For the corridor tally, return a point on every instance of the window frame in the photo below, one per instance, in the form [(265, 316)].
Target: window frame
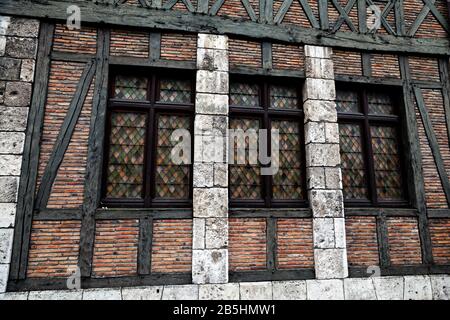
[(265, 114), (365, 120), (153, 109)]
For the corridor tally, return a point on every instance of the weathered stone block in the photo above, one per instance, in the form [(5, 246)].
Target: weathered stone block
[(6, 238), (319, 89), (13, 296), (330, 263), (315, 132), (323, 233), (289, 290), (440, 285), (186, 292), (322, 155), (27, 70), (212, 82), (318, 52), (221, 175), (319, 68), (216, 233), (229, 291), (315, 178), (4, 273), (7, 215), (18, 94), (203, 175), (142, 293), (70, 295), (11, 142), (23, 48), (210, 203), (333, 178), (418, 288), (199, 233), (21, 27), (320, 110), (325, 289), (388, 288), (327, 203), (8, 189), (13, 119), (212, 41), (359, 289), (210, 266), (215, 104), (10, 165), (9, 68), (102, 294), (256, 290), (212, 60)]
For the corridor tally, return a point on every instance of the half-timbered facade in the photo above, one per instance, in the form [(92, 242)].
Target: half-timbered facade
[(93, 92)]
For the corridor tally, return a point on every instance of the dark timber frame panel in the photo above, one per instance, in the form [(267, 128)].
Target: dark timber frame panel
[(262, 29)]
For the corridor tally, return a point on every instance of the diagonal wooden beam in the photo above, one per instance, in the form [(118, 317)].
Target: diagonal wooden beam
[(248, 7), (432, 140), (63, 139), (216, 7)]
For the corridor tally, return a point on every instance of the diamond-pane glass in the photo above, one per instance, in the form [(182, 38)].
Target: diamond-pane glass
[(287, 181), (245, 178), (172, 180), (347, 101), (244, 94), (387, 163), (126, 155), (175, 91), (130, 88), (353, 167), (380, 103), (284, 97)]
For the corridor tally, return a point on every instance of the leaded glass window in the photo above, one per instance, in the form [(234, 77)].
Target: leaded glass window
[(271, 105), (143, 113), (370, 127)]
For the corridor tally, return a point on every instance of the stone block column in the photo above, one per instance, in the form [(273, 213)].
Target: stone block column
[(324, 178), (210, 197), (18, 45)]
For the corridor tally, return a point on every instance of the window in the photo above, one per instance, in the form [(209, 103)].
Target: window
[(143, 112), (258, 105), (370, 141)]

# # # # # # #

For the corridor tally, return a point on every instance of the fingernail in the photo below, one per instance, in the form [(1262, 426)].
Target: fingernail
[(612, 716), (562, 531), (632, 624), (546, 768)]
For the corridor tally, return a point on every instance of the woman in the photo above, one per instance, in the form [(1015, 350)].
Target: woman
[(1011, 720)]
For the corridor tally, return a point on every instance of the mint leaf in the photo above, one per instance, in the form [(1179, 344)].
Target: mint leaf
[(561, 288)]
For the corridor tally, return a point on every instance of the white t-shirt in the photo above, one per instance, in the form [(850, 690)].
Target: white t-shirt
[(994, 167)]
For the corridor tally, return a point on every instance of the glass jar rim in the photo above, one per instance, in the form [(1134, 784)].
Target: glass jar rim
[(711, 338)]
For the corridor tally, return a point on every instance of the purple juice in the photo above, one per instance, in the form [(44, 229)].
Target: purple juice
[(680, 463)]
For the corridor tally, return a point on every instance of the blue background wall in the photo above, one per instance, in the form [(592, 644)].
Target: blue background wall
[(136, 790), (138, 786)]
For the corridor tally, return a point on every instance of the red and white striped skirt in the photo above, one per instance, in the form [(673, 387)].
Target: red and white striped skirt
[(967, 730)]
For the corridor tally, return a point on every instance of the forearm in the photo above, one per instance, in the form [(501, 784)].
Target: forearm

# # # # # # #

Problem requirements —
Edit the lines from the one containing "form [(267, 128)]." through the one containing "[(248, 7), (432, 140), (63, 139), (216, 7)]" so that "corridor tally" becomes "hallway count", with nothing else altered. Return only those lines.

Expected output —
For the hallway count, return a point on every instance of the dark timber frame panel in the photo above, one per instance, in the form [(267, 128)].
Target: dark timber frame panel
[(262, 29)]
For the hallway count, return a point on every instance of the diagonal wooden beam in the photo above, one per instance, in the form [(118, 317)].
Target: diagonal wooden beam
[(248, 7), (432, 140), (63, 139), (216, 7)]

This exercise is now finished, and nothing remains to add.